Science breaks new ground in converting coal ash from pollutant to useful products

What fly ash looks like after being stored in an ash dam. Leslie Petrik

South Africa has large coal reserves. It mainly burns coal to produce electricity at 13 existing coal-burning power plants, situated mainly in Mpumalanga, a province in the country’s east.

In South Africa, coal power generation results in at least 36 million tonnes of solid waste residue called fly ash being produced annually. That’s the equivalent of six dumps each the size of the Pyramid of Giza. Fly ash is a problem anywhere in the world where coal is burnt, but it is particularly so in South Africa because its low-grade coal has up to 40% inorganic residue that turns into ash on combustion.

Fly ash is made of very fine particles that are corrosive and abrasive, containing many toxic metals and soluble salts which leach into the environment, polluting surface and ground water. The particles of ash may harm humans if they are inhaled. Toxic metals such as mercury and chromium in the particles also have negative health effects.

In South Africa, fly ash is mostly stored in irrigated ash dumps or dry dumps. The chemical weathering of dumps leads to extensive dissolution and leaching of major, minor and trace elements, with very low salt capture. Salt leaching is leading to increased salinisation of the country’s water catchment areas, rivers, lakes and dams.

Extensive studies have been carried out on fly ash disposal, management and re-use in South Africa. This research has shown that the huge dumps of waste fly ash at power stations can be turned into value-added products. This has the twin benefits of creating new and useful products while also reducing its harmful environmental effects.

==============================

**EXERCISE A:**
Rewrite the passage of the coal ash article starting with "Extensive studies have" and going on through "harmful environmental effects.", putting "marketable products" in place of "value-added products".
**EXERCISE B:**
Decide whether each statement below agrees with the coal ash article, answering yes or no and quoting the words of the article that settle it.
(i) South Africa has 13 existing coal-burning power plants.
(ii) South Africa's low-grade coal has up to 60% inorganic residue.
(iii) In South Africa, fly ash is mostly stored in irrigated ash dumps or dry dumps.
**EXERCISE C:**
Take the article on converting coal ash into useful products further, continuing from its final paragraph.

**MATERIAL PROVIDED:**

==============================

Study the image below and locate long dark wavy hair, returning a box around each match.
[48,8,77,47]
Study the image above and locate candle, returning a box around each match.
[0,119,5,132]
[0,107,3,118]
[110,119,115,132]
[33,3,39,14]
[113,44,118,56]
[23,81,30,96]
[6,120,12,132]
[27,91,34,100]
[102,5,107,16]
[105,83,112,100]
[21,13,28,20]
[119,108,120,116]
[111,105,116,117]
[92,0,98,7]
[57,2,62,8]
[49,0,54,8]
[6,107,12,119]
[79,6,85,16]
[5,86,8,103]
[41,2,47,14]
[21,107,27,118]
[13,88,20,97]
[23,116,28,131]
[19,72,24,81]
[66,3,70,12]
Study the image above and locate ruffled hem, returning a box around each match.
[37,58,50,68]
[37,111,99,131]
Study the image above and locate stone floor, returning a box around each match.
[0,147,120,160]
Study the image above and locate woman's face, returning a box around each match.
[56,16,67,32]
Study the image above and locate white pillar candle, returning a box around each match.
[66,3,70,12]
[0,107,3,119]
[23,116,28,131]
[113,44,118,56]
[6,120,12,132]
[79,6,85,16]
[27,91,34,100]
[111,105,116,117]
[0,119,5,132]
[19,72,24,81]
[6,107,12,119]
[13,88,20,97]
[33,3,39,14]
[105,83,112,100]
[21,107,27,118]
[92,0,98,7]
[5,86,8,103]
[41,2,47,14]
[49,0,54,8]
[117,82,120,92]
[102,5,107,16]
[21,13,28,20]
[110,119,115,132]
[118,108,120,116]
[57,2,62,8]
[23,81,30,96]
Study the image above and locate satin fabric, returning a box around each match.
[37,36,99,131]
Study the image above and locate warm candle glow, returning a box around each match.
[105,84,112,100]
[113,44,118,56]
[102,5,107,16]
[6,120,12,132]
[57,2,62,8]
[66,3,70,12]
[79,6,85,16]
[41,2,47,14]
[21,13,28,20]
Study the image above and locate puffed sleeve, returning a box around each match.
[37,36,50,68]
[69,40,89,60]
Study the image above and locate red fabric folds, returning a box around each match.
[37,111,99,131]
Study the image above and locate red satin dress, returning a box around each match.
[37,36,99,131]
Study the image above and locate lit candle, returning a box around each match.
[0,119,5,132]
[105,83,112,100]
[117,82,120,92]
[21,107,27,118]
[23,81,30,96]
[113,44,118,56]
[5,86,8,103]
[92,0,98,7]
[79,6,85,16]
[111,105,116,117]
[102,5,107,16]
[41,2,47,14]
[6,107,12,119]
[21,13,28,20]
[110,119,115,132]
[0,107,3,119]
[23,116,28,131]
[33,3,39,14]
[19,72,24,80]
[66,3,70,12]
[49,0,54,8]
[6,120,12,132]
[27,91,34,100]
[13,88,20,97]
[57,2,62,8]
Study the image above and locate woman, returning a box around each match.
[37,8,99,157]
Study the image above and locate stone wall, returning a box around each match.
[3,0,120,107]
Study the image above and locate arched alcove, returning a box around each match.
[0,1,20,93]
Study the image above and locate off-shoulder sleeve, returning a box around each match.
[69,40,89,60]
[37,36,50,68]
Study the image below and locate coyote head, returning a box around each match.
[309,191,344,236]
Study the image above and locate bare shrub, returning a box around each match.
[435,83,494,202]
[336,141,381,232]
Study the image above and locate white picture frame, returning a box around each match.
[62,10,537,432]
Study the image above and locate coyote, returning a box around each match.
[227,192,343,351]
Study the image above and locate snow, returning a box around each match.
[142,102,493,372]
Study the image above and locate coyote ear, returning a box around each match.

==============================

**EXERCISE OUTPUT A:**
Extensive studies have been carried out on fly ash disposal, management and re-use in South Africa. This research has shown that the huge dumps of waste fly ash at power stations can be turned into marketable products. This has the twin benefits of creating new and useful products while also reducing its harmful environmental effects.

**EXERCISE OUTPUT B:**
(i) Yes: "13 existing coal-burning power plants"
(ii) No: "up to 40% inorganic residue"
(iii) Yes: "fly ash is mostly stored in irrigated ash dumps or dry dumps"

**EXERCISE OUTPUT C:**
One of the coal-burning power plants in South Africa. Leslie Petrik

Uses for fly ash

One use for fly ash is as a simple, low-cost and competitive solution for treating acid mine drainage. Acid mine drainage forms naturally when water and air come into contact with pyrite or sulphidic rocks which are exposed during coal or gold mining, forming sulphuric acid. This acid water dissolves rocks and releases toxic metals.

Toxins in acid mine drainage include radionuclides, high sulphate levels and numerous other toxic elements such as aluminium, iron, manganese, mercury and arsenic. It is highly acidic.

Streams, rivers and aquatic life are affected by the water’s acidity, toxicity and the yellow coating of iron oxide that deposits and smothers all aquatic live in the water. Polluted water from the mines flows into normal water. This has a harmful effect on people and animals’ health.

Fly ash can be used to neutralise and treat acid mine drainage from coal or gold mines, reducing major inorganic contaminants in the water to within water quality specifications.

Fly ash treatment systems include vigorously mixing the contaminated water with fly ash or allowing gravity flows of the polluted water to run through a bed of fly ash. Studies show that fly ash neutralises the acidity and improves the quality of acid mine drainage.

It does this by removing almost all sulphate and toxic metals in a one step process. The removal of sulphates from mine water using coal fly ash depends on the amount of fly ash used, the final pH level and the composition of the mine water.

Mine water of very different quality can be treated successfully with coal fly ash, and a small amount of additional lime and Al(OH)3. The treatment leads to water that meets target water quality range guidelines for irrigation or drinking water.

Fly ash also presents a route to stop acid mine drainage forming in the first place. After water is treated, the remaining solids can be used to refill mine holes after a mine is no longer in use. This is known as back-filling. These solids have the strength to prevent mines from collapsing.

Backfilling prevents the formation of acid mine drainage because sealing the mine voids ensures that air and water don’t get in.

The next frontier in fly ash recycling

But fly ash can be used for much more. Because it is made of mainly silica (48.27%), and aluminium oxide (30.89%), it can be converted into zeolites.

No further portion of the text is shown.